─── Data entries

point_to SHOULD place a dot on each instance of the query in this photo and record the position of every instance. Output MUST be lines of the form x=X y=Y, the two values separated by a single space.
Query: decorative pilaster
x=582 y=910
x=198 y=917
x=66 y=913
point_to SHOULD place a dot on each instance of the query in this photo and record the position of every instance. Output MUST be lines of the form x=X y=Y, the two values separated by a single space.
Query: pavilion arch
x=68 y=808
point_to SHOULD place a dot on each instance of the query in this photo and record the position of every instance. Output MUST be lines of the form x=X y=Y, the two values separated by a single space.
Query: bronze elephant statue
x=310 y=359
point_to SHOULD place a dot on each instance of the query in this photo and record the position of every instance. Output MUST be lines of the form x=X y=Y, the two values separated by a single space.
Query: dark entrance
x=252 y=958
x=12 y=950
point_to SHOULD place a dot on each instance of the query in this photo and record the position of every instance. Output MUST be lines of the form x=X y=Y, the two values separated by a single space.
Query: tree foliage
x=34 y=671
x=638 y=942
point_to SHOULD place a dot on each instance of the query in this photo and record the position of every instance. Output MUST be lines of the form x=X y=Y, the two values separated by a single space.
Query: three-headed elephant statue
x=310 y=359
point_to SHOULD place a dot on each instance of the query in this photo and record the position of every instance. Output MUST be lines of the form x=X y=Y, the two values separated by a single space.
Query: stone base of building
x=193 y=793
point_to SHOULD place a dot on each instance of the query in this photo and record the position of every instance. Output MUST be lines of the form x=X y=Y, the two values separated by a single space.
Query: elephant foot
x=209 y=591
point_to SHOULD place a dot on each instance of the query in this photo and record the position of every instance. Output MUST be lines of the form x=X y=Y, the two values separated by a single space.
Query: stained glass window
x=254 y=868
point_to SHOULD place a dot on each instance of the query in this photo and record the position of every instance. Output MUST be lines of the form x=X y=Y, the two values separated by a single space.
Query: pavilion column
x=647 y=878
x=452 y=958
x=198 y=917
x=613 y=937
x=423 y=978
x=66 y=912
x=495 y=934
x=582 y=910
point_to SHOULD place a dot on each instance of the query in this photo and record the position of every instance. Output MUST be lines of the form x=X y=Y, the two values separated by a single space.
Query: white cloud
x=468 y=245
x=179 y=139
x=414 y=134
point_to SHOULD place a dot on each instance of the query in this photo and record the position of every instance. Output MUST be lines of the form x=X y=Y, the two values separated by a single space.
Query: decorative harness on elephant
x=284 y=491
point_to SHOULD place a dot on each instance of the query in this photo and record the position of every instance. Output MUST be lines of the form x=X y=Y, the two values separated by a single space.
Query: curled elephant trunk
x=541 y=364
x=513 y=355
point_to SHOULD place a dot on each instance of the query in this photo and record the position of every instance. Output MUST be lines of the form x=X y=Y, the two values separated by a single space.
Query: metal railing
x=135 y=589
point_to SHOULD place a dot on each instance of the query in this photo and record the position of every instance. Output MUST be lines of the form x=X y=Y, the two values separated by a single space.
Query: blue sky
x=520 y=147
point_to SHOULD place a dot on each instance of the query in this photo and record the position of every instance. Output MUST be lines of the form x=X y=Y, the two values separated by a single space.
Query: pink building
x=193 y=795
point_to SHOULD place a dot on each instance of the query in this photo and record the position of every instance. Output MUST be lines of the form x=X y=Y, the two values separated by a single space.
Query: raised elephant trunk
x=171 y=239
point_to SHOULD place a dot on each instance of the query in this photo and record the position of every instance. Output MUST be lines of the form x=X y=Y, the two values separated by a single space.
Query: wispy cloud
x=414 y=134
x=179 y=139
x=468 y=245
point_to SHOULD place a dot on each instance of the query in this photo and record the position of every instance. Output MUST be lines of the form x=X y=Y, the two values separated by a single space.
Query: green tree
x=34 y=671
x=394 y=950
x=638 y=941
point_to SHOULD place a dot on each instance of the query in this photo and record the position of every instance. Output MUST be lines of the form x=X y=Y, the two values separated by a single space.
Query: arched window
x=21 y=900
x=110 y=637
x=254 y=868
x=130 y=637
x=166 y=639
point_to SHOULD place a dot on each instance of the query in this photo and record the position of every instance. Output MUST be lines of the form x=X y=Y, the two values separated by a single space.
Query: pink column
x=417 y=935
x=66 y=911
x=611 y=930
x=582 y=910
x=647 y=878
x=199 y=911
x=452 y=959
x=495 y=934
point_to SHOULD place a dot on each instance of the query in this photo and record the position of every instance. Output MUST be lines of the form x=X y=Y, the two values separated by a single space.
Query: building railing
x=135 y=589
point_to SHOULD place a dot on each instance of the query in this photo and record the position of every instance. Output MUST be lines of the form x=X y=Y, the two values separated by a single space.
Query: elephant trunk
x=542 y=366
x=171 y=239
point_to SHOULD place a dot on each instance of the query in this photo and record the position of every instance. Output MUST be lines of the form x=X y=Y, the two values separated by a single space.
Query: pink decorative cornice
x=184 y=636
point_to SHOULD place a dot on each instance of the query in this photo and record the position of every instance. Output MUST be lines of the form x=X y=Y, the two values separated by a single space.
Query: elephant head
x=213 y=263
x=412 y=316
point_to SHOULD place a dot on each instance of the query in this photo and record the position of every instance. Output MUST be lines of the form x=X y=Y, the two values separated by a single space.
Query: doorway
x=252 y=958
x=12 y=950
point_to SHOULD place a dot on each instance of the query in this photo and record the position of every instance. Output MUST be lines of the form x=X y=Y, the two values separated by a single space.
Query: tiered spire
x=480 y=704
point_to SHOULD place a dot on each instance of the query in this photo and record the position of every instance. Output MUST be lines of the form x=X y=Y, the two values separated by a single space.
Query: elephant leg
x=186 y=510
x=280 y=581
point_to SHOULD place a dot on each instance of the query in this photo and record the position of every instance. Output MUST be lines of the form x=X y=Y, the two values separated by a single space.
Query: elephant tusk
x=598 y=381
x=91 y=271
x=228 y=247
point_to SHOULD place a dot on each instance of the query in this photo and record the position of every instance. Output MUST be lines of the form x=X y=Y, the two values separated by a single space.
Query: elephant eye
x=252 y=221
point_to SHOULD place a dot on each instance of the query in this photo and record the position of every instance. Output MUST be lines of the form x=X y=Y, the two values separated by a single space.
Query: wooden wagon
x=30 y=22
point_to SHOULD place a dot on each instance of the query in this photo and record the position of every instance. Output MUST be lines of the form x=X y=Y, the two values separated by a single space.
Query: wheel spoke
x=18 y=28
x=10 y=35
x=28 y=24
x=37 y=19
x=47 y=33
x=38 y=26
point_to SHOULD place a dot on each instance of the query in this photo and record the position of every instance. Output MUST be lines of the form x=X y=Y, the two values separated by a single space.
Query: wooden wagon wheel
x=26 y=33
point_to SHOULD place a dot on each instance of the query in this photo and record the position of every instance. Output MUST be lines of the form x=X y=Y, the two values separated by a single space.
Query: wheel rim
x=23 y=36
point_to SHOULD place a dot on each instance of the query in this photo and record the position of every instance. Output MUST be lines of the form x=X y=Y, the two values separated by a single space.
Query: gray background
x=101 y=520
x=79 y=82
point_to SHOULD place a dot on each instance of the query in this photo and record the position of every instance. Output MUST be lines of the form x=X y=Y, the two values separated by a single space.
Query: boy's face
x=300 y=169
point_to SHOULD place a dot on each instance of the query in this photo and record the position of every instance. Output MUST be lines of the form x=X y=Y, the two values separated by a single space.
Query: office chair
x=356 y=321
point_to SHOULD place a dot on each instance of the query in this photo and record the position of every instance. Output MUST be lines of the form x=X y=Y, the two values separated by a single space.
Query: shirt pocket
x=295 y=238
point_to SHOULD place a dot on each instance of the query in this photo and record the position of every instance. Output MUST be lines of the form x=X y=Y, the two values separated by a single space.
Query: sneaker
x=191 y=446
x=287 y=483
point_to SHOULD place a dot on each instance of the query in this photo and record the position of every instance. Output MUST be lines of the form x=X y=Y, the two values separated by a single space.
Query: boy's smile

──────

## Challenge:
Output every record above exactly as it appears.

## Written answer:
point_to SHOULD place a dot on each instance of the query in this photo and record the position of every instance. Output MUST be lines of the form x=X y=Y, the two values separated by a single space.
Query: decorative pilaster
x=582 y=910
x=198 y=917
x=66 y=913
point_to SHOULD place a dot on each instance of the query in this photo and record the position of every instance. Output MUST be lines of the form x=X y=Y, the two values separated by a single space.
Query: pavilion arch
x=68 y=808
point_to SHOULD place a dot on each instance of the query in this photo and record the position of every instance. Output MUST be lines of the form x=X y=Y, the two values separated by a single space.
Query: bronze elephant statue
x=310 y=359
point_to SHOULD place a dot on each instance of the query in this photo and record the position of every instance. Output MUST be lines of the form x=X y=Y, the two values separated by a single space.
Query: dark entrance
x=252 y=958
x=12 y=950
point_to SHOULD place a dot on each instance of the query in this photo and record the position of every instance. Output MUST be lines of the form x=X y=Y, the two values separated by a single space.
Query: tree foliage
x=34 y=671
x=638 y=942
point_to SHOULD place a dot on each instance of the query in this photo and record the position of every instance. Output MUST be lines of the form x=X y=Y, the two values separated by a single space.
Query: three-headed elephant statue
x=310 y=359
point_to SHOULD place a dot on each instance of the query in this photo and record the position of every instance. Output MUST be lines of the form x=X y=Y, the two values separated by a single space.
Query: stone base of building
x=193 y=793
point_to SHOULD place a dot on each instance of the query in this photo and record the position of every instance. Output MUST be lines of the form x=X y=Y, the two values separated by a single space.
Query: elephant foot
x=209 y=591
point_to SHOULD place a dot on each instance of the query in this photo and record the position of every instance. Output MUST be lines of the form x=X y=Y, the two values separated by a single space.
Query: stained glass window
x=254 y=868
point_to SHOULD place a dot on each instance of the query in this photo and record the position of every instance. Output MUST be lines of the form x=X y=Y, the two values separated by a single space.
Query: pavilion column
x=647 y=878
x=452 y=958
x=198 y=917
x=613 y=937
x=423 y=978
x=66 y=912
x=495 y=934
x=582 y=910
point_to SHOULD place a dot on each instance of the query in this photo and record the position of every instance. Output MUST be lines of the form x=X y=Y, the two values separated by a single space.
Query: white cloud
x=468 y=245
x=179 y=139
x=414 y=134
point_to SHOULD place a dot on each instance of the query in this photo and record the position of every instance. Output MUST be lines of the form x=X y=Y, the two values separated by a single space.
Query: decorative harness on elephant
x=284 y=491
point_to SHOULD place a dot on each instance of the query in this photo and record the position of every instance. Output MUST be lines of the form x=X y=Y, the two values separated by a single space.
Query: curled elephant trunk
x=541 y=364
x=513 y=355
point_to SHOULD place a dot on each instance of the query in this photo and record the position of every instance. Output MUST be lines of the form x=X y=Y, the two values separated by a single space.
Query: metal railing
x=135 y=589
point_to SHOULD place a dot on each instance of the query in this photo and record the position of every instance. Output MUST be lines of the form x=X y=Y, the two values separated by a single space.
Query: blue sky
x=520 y=147
point_to SHOULD place a dot on each instance of the query in this photo and record the position of every instance. Output MUST be lines of the form x=X y=Y, the two values separated by a single space.
Query: pink building
x=193 y=795
point_to SHOULD place a dot on each instance of the query in this photo and record the position of every instance. Output MUST be lines of the form x=X y=Y, the two values separated by a single space.
Query: raised elephant trunk
x=171 y=239
point_to SHOULD place a dot on each instance of the query in this photo and record the position of every instance. Output MUST be lines of the form x=X y=Y, the two values separated by a single space.
Query: wispy cloud
x=414 y=134
x=179 y=139
x=468 y=245
point_to SHOULD place a dot on each instance of the query in this photo and record the position of every instance. Output MUST be lines of the form x=X y=Y, the two values separated by a single space.
Query: green tree
x=34 y=671
x=394 y=950
x=638 y=941
point_to SHOULD place a dot on each instance of the query in this photo and record the position of every instance. Output MUST be lines of the form x=X y=Y, the two values separated by a single space.
Query: arched window
x=21 y=900
x=110 y=637
x=254 y=868
x=130 y=637
x=166 y=639
point_to SHOULD place a dot on each instance of the query in this photo and record the position of every instance. Output MUST be lines of the form x=X y=Y, the two values separated by a single space.
Query: pink column
x=417 y=935
x=66 y=911
x=611 y=930
x=582 y=910
x=647 y=878
x=199 y=911
x=452 y=959
x=495 y=934
point_to SHOULD place a dot on each instance of the query in this photo and record the position of every instance. Output MUST be lines of the form x=X y=Y, the two values separated by a single space.
Query: building railing
x=135 y=589
point_to SHOULD place a dot on each instance of the query in this photo and record the position of every instance. Output MUST be lines of the form x=X y=Y, the two values separated by a single space.
Query: elephant trunk
x=542 y=366
x=171 y=239
point_to SHOULD place a dot on each instance of the query in this photo and record the position of every instance. Output MUST be lines of the form x=X y=Y, the two values separated by a single space.
Query: pink decorative cornice
x=184 y=636
point_to SHOULD place a dot on each instance of the query in this photo and record the position of every instance. Output MUST be lines of the form x=X y=Y, the two values separated by a single space.
Query: elephant head
x=213 y=263
x=412 y=316
point_to SHOULD place a dot on each instance of the query in this photo and record the position of every instance. Output MUST be lines of the form x=X y=Y, the two values separated by a single space.
Query: doorway
x=252 y=958
x=12 y=950
point_to SHOULD place a dot on each instance of the query in this photo and record the position of every instance. Output MUST be lines of the form x=X y=Y, the two values separated by a single space.
Query: tiered spire
x=480 y=704
point_to SHOULD place a dot on each instance of the query in this photo and record the position of every instance. Output MUST be lines of the form x=X y=Y, the two values separated by a single space.
Query: elephant leg
x=186 y=510
x=280 y=581
point_to SHOULD place a dot on each instance of the query in this photo and record the position of every instance. Output MUST be lines of the form x=X y=Y, the two values separated by a single space.
Query: elephant tusk
x=598 y=381
x=91 y=271
x=228 y=247
point_to SHOULD place a dot on each instance of the query in this photo and record the position of every instance. Output MUST be lines of the form x=X y=Y, the two values separated by a single space.
Query: elephant eye
x=252 y=221
point_to SHOULD place a dot on each instance of the query in this photo and record the position of every instance. Output MUST be lines of the form x=X y=Y, the two values separated by a single space.
Query: wooden wagon
x=30 y=22
point_to SHOULD place a dot on each instance of the query in this photo and record the position of every instance. Output MUST be lines of the form x=X y=Y, the two values separated by a single space.
Query: wheel spoke
x=18 y=28
x=10 y=35
x=28 y=24
x=37 y=19
x=47 y=33
x=38 y=26
point_to SHOULD place a dot on each instance of the query in this photo and record the position of every instance. Output MUST be lines of the form x=X y=Y, the two values separated by a single space.
Query: wooden wagon wheel
x=26 y=33
point_to SHOULD place a dot on each instance of the query in this photo and record the position of every instance. Output MUST be lines of the form x=X y=Y, the two values separated by a single space.
Query: wheel rim
x=23 y=36
point_to SHOULD place a dot on each instance of the query in this photo and record the position of every instance. Output MUST be lines of the form x=X y=Y, the two values separated by a single space.
Query: gray background
x=101 y=520
x=79 y=82
point_to SHOULD place a dot on each instance of the query in this photo and record the position of every instance. Output MUST be lines of the form x=X y=Y, the two values separated by a single space.
Query: boy's face
x=300 y=169
point_to SHOULD place a dot on each instance of the query in this photo and record the position of every instance. Output MUST be lines of the form x=X y=Y, the two values separated by a single space.
Query: office chair
x=356 y=321
point_to SHOULD place a dot on each instance of the query in this photo and record the position of every instance. Output MUST be lines of the form x=X y=Y, the two values separated by a single space.
Query: shirt pocket
x=295 y=238
point_to SHOULD place a dot on each instance of the query in this photo and record the position of every instance. Output MUST be lines of the form x=X y=Y, the two values separated by a single space.
Query: sneaker
x=191 y=446
x=287 y=483
point_to SHOULD place a dot on each instance of the query in this photo and record the position of every instance. Output MUST be lines of the form x=X y=Y, the two values separated by a single space.
Query: boy's smile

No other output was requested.